PROBLEM STATEMENT
Count the lines in the listing below that contain the string "Target". Reply with the number alone.

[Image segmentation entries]

──────────────────────────────

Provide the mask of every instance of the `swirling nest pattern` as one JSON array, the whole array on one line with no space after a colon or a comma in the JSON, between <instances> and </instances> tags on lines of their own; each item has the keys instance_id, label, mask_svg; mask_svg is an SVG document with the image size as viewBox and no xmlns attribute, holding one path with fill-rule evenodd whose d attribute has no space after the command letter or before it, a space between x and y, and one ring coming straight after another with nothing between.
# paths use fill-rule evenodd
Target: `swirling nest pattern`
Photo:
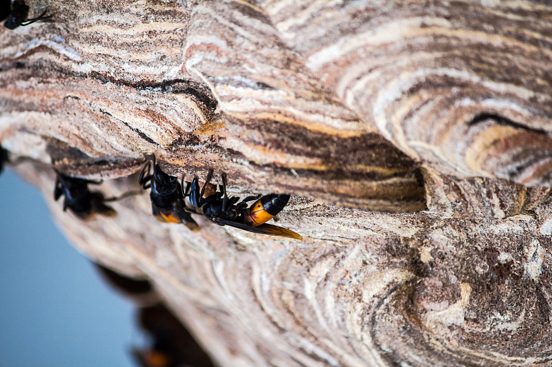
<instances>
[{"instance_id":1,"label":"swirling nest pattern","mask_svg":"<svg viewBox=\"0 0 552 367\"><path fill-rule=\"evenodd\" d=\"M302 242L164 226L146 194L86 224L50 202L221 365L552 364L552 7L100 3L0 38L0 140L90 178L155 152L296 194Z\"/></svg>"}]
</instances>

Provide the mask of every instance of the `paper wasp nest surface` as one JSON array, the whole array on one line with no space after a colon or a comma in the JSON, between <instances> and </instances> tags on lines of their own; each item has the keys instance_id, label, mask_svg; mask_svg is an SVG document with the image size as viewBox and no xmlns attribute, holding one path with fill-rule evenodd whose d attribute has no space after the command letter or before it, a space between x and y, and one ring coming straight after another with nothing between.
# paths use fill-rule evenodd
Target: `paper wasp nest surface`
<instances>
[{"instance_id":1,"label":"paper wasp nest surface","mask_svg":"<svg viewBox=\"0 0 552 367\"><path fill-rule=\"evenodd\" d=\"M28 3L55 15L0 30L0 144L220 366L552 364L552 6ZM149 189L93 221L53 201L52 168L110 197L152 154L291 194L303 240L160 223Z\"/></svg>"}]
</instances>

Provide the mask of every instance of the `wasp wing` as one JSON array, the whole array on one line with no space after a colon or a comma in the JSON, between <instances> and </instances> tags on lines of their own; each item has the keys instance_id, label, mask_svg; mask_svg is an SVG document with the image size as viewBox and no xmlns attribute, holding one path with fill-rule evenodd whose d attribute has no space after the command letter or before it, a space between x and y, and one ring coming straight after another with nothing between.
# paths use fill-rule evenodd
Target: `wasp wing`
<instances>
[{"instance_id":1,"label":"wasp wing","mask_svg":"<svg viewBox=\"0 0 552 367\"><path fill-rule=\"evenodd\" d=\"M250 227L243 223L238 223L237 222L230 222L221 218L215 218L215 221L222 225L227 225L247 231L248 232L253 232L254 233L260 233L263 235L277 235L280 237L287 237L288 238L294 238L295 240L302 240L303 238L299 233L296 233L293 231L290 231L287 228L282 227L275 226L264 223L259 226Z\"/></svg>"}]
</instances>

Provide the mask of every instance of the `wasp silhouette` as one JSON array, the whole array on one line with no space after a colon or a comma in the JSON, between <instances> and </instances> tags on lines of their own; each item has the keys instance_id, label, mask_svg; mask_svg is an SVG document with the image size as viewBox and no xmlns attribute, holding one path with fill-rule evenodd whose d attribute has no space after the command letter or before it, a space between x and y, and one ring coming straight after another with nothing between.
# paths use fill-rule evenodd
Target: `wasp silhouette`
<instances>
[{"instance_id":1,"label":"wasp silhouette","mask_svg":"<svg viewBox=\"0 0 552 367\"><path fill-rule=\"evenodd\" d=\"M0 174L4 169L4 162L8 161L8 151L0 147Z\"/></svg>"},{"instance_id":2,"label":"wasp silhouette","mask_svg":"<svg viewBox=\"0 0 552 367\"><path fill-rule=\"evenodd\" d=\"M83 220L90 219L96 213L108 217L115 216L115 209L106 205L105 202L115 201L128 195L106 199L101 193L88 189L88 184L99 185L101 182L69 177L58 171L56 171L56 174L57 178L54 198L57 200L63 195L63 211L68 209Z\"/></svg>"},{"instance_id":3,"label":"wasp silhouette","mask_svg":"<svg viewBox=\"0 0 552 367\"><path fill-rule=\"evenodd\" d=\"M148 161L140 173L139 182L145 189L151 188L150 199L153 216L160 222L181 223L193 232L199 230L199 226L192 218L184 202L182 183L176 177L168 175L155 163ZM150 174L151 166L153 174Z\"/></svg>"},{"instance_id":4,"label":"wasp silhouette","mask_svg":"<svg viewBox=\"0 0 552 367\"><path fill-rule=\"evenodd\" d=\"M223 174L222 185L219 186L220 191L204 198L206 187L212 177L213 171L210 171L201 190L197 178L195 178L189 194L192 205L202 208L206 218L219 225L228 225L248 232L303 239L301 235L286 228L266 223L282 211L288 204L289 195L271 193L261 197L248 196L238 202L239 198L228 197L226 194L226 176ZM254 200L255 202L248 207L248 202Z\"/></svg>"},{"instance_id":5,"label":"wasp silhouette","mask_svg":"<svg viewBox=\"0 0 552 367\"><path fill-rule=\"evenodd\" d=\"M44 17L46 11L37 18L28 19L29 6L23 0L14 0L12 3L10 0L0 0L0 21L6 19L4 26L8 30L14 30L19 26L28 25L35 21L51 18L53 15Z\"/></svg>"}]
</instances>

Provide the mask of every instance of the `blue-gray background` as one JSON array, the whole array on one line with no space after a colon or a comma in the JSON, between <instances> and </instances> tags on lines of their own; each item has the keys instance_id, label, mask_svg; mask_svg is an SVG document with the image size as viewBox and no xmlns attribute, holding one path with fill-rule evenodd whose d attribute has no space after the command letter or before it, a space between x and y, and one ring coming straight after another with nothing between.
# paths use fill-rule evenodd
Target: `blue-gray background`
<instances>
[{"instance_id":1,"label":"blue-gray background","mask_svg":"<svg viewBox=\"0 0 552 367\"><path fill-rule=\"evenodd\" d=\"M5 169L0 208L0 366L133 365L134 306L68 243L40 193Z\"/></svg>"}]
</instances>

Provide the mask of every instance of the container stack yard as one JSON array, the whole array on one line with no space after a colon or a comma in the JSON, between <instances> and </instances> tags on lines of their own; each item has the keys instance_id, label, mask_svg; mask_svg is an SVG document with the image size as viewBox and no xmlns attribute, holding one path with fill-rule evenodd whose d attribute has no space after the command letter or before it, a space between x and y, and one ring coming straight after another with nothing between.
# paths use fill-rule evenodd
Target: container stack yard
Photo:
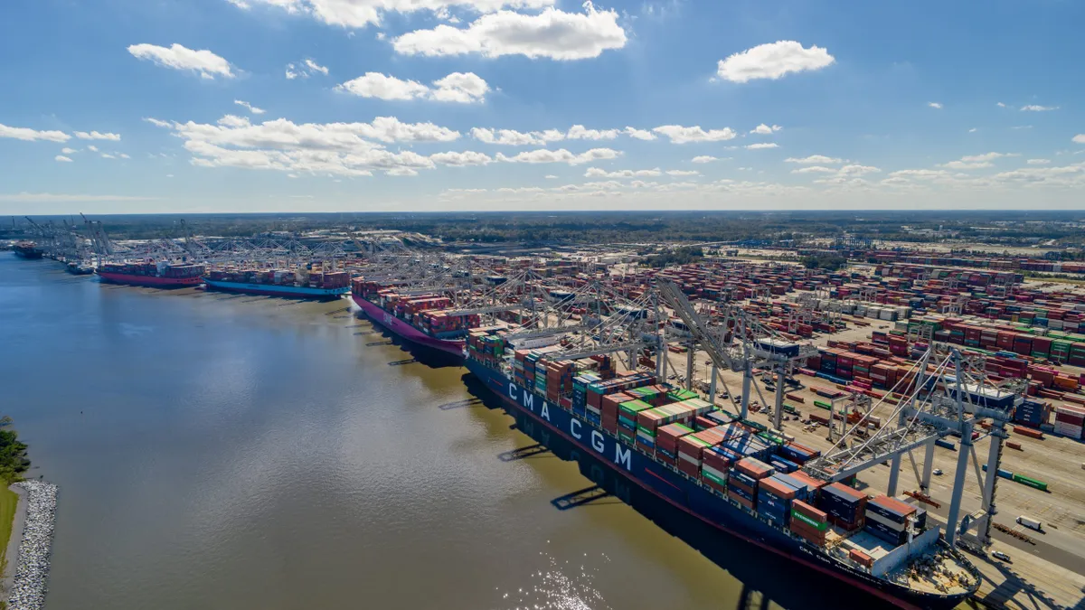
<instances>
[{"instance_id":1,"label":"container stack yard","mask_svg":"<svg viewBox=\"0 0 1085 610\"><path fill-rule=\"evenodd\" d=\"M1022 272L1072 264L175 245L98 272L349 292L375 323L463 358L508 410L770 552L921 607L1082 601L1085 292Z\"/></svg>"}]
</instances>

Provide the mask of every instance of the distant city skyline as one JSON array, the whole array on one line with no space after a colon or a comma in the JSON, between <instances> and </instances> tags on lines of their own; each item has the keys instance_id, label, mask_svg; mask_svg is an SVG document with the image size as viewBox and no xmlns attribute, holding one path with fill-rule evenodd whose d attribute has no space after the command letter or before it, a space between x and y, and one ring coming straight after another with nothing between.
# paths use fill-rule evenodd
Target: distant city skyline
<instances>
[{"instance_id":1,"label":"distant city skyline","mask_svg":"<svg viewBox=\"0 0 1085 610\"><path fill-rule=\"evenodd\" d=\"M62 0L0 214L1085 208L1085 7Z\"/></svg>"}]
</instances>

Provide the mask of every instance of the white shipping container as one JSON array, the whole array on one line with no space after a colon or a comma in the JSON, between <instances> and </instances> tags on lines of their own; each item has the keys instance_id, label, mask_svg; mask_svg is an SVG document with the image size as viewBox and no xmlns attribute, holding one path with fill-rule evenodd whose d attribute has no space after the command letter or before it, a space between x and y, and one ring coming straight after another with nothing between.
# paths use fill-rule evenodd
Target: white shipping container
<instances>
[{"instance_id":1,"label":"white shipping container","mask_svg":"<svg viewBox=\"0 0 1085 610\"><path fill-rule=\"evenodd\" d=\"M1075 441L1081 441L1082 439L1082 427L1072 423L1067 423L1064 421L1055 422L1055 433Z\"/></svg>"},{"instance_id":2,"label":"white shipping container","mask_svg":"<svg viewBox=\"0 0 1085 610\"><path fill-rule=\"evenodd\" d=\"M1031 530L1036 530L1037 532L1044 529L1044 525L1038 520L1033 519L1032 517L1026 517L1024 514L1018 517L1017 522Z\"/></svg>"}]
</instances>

──────────────────────────────

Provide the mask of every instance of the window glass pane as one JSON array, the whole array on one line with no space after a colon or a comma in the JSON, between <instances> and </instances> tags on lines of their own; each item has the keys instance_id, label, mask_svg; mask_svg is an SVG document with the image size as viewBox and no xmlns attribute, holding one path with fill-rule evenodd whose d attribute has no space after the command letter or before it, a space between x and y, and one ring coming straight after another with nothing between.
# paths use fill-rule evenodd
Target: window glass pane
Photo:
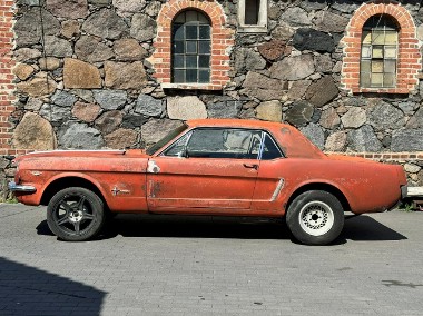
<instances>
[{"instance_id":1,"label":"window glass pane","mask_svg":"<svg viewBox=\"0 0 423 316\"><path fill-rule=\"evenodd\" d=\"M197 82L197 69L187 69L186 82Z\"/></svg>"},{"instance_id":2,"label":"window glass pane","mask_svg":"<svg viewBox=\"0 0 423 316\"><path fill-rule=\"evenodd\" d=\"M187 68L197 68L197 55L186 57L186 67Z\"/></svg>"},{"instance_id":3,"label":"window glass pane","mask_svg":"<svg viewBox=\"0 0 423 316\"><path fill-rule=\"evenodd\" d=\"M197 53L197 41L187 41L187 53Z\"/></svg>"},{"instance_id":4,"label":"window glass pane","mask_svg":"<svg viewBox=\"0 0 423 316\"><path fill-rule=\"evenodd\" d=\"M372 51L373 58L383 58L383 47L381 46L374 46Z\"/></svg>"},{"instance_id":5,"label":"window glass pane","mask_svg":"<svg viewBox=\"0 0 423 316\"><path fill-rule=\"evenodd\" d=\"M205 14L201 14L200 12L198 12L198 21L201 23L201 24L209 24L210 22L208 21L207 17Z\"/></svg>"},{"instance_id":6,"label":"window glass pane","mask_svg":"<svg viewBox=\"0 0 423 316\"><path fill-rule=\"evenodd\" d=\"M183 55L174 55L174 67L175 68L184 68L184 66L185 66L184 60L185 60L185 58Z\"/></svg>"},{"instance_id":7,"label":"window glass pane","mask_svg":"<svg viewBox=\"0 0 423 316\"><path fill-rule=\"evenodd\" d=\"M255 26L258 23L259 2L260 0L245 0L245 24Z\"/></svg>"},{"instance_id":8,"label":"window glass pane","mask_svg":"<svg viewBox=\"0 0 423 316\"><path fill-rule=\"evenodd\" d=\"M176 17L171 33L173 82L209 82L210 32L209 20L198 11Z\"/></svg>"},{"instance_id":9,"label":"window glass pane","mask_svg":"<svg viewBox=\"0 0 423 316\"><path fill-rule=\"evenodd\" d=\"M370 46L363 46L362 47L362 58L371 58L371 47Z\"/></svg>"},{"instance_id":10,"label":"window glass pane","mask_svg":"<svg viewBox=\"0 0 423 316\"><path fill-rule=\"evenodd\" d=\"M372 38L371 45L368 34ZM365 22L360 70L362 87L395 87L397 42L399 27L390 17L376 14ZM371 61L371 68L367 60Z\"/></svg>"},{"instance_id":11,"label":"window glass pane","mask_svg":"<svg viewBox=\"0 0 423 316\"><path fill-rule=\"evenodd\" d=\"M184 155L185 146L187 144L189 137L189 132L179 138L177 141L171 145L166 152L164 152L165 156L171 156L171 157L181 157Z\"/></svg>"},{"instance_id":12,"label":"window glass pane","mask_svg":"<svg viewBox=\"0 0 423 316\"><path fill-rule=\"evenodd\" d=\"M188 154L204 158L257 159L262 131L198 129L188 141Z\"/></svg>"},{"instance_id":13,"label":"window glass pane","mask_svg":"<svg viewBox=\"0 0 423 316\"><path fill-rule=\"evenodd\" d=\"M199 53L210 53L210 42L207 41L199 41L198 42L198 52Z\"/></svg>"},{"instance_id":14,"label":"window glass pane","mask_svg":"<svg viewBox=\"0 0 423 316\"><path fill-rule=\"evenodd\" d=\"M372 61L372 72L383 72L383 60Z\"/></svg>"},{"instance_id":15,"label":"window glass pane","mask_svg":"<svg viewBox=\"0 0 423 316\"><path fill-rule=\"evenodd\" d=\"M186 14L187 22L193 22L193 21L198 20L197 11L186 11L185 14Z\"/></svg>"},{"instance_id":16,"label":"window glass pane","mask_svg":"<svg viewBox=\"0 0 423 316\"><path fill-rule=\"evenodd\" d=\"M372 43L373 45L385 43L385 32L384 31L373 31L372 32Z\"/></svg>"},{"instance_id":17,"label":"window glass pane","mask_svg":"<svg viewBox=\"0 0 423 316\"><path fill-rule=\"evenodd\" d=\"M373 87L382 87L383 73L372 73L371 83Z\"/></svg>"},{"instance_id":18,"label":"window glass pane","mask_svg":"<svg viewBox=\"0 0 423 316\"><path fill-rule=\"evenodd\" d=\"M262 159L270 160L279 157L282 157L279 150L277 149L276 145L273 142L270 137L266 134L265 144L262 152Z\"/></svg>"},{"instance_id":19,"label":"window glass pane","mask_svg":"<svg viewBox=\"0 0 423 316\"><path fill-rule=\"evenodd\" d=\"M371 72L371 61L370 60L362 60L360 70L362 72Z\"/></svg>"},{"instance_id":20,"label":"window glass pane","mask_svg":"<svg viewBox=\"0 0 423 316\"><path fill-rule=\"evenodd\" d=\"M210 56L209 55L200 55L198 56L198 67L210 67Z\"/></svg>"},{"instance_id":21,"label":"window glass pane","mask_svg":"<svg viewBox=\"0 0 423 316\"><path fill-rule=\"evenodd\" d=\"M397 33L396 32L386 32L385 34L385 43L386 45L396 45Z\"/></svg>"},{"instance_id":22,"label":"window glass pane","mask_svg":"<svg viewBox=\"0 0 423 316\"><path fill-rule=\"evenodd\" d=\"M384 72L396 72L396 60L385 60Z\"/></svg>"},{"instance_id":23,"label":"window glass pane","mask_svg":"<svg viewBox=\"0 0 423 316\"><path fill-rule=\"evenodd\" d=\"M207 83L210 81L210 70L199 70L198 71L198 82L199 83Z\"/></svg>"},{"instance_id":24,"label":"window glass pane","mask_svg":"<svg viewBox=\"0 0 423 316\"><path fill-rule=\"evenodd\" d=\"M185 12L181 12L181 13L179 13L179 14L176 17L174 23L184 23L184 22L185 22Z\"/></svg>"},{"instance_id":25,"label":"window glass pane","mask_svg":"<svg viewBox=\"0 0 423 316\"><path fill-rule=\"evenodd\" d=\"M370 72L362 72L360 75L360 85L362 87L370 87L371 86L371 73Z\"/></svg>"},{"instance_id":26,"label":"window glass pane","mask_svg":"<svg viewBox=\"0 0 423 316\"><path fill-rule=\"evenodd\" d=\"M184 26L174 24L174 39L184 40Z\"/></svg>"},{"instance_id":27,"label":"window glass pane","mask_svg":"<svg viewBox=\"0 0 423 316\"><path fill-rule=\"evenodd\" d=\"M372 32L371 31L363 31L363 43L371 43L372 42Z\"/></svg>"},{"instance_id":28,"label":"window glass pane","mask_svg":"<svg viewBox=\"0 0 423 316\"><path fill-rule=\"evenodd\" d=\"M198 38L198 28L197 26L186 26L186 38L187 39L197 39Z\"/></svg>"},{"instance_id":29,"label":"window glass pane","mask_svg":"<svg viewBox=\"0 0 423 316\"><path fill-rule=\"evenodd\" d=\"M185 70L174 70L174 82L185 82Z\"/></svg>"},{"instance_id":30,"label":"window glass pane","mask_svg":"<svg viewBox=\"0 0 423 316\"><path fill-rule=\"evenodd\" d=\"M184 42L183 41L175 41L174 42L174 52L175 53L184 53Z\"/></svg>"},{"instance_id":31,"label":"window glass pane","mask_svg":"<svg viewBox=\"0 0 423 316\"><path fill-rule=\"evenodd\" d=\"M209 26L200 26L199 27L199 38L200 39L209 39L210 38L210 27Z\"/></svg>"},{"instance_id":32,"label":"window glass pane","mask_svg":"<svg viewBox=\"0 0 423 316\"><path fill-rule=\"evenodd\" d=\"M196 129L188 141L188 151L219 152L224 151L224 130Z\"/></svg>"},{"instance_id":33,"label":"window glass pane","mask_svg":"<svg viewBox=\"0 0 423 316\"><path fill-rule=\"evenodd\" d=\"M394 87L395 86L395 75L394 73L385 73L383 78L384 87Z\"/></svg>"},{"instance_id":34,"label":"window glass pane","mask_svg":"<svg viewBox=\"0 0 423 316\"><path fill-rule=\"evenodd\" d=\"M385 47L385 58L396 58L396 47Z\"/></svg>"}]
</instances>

──────────────────────────────

SOLVED PROBLEM
9